What is required - Copy out every item below with "Natural language input" replaced by "Query text" and nothing else changed.
-- begin --
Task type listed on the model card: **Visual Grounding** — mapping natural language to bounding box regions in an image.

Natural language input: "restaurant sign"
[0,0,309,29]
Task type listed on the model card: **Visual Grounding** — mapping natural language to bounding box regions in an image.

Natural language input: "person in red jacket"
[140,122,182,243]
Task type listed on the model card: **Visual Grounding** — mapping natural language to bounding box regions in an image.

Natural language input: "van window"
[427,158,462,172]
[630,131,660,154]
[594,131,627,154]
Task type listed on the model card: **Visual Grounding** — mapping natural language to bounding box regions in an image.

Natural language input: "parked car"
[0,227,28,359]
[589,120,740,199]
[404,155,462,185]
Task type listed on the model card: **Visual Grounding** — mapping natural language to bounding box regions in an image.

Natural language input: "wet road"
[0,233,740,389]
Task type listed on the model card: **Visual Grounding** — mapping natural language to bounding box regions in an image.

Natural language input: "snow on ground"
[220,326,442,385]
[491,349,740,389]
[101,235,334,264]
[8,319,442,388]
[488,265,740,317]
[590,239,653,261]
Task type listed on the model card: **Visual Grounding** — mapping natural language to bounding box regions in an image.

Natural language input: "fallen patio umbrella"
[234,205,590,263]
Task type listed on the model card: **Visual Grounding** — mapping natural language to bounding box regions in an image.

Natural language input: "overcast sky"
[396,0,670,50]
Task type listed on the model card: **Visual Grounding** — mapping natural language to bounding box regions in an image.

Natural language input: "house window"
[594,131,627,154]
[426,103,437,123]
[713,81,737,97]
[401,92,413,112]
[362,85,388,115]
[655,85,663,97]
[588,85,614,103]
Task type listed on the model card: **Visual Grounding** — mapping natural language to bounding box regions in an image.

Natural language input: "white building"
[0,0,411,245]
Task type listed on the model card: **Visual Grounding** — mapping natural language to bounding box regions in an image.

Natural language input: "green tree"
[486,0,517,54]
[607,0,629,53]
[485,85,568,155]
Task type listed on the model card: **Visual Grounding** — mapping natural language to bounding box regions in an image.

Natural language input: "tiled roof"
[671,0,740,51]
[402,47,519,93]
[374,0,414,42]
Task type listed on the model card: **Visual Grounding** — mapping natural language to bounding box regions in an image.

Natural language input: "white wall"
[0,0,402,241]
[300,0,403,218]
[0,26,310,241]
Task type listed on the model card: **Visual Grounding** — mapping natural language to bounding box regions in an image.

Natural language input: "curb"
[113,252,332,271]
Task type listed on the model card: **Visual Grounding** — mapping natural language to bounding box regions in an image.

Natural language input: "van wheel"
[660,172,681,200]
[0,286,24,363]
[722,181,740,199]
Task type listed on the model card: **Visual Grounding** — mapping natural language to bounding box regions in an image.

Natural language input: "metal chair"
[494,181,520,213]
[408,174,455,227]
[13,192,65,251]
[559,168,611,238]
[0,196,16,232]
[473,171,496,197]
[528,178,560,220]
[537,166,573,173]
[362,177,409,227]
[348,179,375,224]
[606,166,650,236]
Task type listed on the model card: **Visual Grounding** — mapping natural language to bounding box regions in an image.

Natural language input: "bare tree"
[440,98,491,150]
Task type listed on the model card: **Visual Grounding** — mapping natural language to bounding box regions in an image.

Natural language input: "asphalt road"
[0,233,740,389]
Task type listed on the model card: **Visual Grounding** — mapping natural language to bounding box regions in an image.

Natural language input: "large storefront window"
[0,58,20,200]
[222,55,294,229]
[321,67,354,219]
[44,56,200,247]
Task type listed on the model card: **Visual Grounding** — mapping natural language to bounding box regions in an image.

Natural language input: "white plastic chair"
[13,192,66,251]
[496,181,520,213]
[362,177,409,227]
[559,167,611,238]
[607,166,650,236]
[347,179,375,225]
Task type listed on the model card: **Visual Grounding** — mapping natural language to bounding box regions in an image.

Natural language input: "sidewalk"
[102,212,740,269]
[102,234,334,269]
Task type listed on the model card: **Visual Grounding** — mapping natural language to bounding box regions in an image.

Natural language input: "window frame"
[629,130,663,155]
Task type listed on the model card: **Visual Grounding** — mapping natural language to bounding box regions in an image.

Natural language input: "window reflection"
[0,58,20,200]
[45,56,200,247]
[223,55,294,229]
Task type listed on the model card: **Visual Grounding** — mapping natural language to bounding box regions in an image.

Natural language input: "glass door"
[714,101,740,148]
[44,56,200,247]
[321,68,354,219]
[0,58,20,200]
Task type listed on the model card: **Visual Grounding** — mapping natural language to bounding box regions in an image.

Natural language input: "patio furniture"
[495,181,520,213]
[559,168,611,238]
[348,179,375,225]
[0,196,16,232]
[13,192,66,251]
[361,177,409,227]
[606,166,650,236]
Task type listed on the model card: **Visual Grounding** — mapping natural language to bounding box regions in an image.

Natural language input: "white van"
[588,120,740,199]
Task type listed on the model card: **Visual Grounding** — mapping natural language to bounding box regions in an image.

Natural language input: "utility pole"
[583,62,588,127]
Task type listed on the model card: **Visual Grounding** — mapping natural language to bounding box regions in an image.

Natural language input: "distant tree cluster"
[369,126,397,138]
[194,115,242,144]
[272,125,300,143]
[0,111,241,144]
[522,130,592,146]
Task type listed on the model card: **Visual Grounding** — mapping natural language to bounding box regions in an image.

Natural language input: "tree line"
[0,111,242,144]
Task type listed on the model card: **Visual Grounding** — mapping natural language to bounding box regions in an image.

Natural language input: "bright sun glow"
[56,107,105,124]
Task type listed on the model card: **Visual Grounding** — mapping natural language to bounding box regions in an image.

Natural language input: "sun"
-- end --
Complete output -
Task type listed on the model card: **Visual Grounding** — mapping natural language to bounding box regions in an image.

Query text: "restaurant sign"
[0,0,309,29]
Task type listed on the model card: **Visual Grounding** — mapping natural language to bounding box regions in an image.

Query text: "person in red jacket"
[140,122,182,243]
Task type listed on the model card: **Visual Grounding** — mapping natural language to bounding box regions in an image.

Query text: "van window"
[427,158,462,172]
[630,131,660,154]
[594,131,627,154]
Task type listed on the model card: **Visual Grounding** — mapping natural language to bounding box regions in an image.

Query text: "parked car"
[0,227,28,359]
[589,120,740,199]
[404,155,462,185]
Task type listed on the model card: **Visual Grounding** — mapping natural language to bounding box regions in an image.

Query text: "wet road"
[0,233,740,389]
Task type listed on the model card: **Visual Grounding** — mapping natural language to bounding box regions in an image.

Query text: "snow on ground"
[220,326,442,385]
[491,349,740,389]
[101,235,334,264]
[8,319,442,388]
[488,265,740,317]
[590,239,653,261]
Task type listed on the model card: **Visual Grounding** — mapping natural language to bounding box regions in an image.

Query text: "fallen patio umbrella"
[234,205,590,263]
Task type listed on the model card: **Visual Grounding** — mapping natural language to bounding box regions in an image.

Query text: "overcast sky"
[396,0,670,50]
Task type listed on the model card: **Visual Grounding** — mapping natural language to bounding box regions in an image.

Query text: "house window"
[594,131,627,154]
[426,103,437,123]
[713,81,737,97]
[401,92,413,112]
[362,85,388,115]
[655,85,663,97]
[588,85,614,103]
Task type listed on the model card: **Visual Grounding** — mapping natural language to bounding box regions in an image.

Query text: "white building"
[0,0,411,245]
Task type listed on the model card: **Visual Grounding** — mapping natural language to bounding box regions in an image.

Query text: "green tree"
[486,0,517,54]
[607,0,629,53]
[485,85,568,155]
Task type listed on the model card: **Visual Grounding** — mapping natural language to bounding box regions in an image.

Query text: "tiled roof"
[671,0,740,51]
[402,47,519,93]
[374,0,414,42]
Task type listed on the model card: **Visual Grounding** — mapping natural language to bounding box regions in an image.

Query text: "white wall"
[0,0,402,241]
[300,0,403,218]
[0,26,310,241]
Task type listed on the model card: **Visual Grounding** — mapping natural language to bounding box regions in an image.

Query text: "curb"
[113,252,332,271]
Task type listed on the model card: **Visual Grounding** — mapping natural language to bounding box regions in an image.

Query text: "van wheel"
[660,172,681,200]
[0,286,24,363]
[722,181,740,199]
Task type listed on the model card: **Visual Grounding** — mapping natural language to bounding box regions in an image.

Query text: "metal chair"
[494,181,520,213]
[408,174,455,227]
[13,192,65,251]
[559,168,611,238]
[0,196,16,232]
[473,171,496,197]
[528,178,560,220]
[537,166,573,173]
[362,177,409,227]
[348,179,375,224]
[606,166,650,236]
Task type listed on the model card: **Visual Grounding** — mapping natural language to bounding box regions in an image.

Query text: "bare tree"
[440,98,491,150]
Task type listed on the model card: **Visual Grounding** — mapping natural language to bounding box regions in an image.

Query text: "asphalt road"
[0,233,740,389]
Task type listed on the model card: **Visual Grounding** — mapping natural language to bounding box regions in an image.

Query text: "large storefront window"
[0,58,20,200]
[222,55,294,229]
[321,67,354,219]
[44,56,200,247]
Task type listed on the model card: **Visual Grounding** — mapping natural language to bounding box regions in an image.

Query text: "white plastic chair"
[13,192,66,251]
[496,181,520,213]
[362,177,409,227]
[559,167,611,238]
[607,166,650,236]
[347,179,375,225]
Task type listed on the model card: **Visual Grounding** — mapping natural language to bounding box regions in an image.

Query text: "sidewalk"
[102,212,740,269]
[102,234,334,269]
Task type listed on the model card: **Visual Grounding** — mapping natural language to bounding box regions in an image.

Query text: "window frame"
[629,130,663,155]
Task type listed on the model card: **Visual Grounding** — mapping natural language to bounding box regions in an image.

Query text: "window reflection"
[0,58,20,200]
[45,56,200,247]
[223,55,294,229]
Task type listed on the model card: **Visual Grounding** — mapping natural language to bounding box regions in an image.

Query text: "glass door"
[714,101,740,148]
[44,56,200,247]
[321,68,354,219]
[0,58,20,200]
Task type listed on the model card: **Visual Grounding** — mapping natural language to bounding box regions in an image.

Query text: "patio furniture"
[495,181,520,213]
[559,168,611,238]
[348,179,375,225]
[0,196,16,232]
[13,192,66,251]
[361,177,409,227]
[606,166,650,236]
Task type listed on the model card: **Visual Grounding** — mapping natural language to bounding box regions in an image.

Query text: "white van"
[588,120,740,199]
Task type listed on the model card: **Visual Grounding** — mapping natural language to bounding box regions in an image.

Query text: "utility pole"
[583,62,588,127]
Task type listed on the model card: **Visual Grounding** — mapping natural language to bounding box regions in an image.

Query text: "distant tree cluster"
[369,126,397,138]
[194,115,242,144]
[272,125,300,143]
[0,111,241,144]
[522,130,592,146]
Task type listed on the model card: **Visual Grounding** — mapping natural language to bounding box regions in an image.

Query text: "tree line"
[0,111,242,144]
Task type listed on the model card: **Visual Grounding** — mapping natural language to bounding box regions in an image.

Query text: "bright sun glow"
[56,107,105,124]
Task type listed on the model card: **Visual Grounding** — mapping natural language to bounding box regions in an image.

Query text: "sun"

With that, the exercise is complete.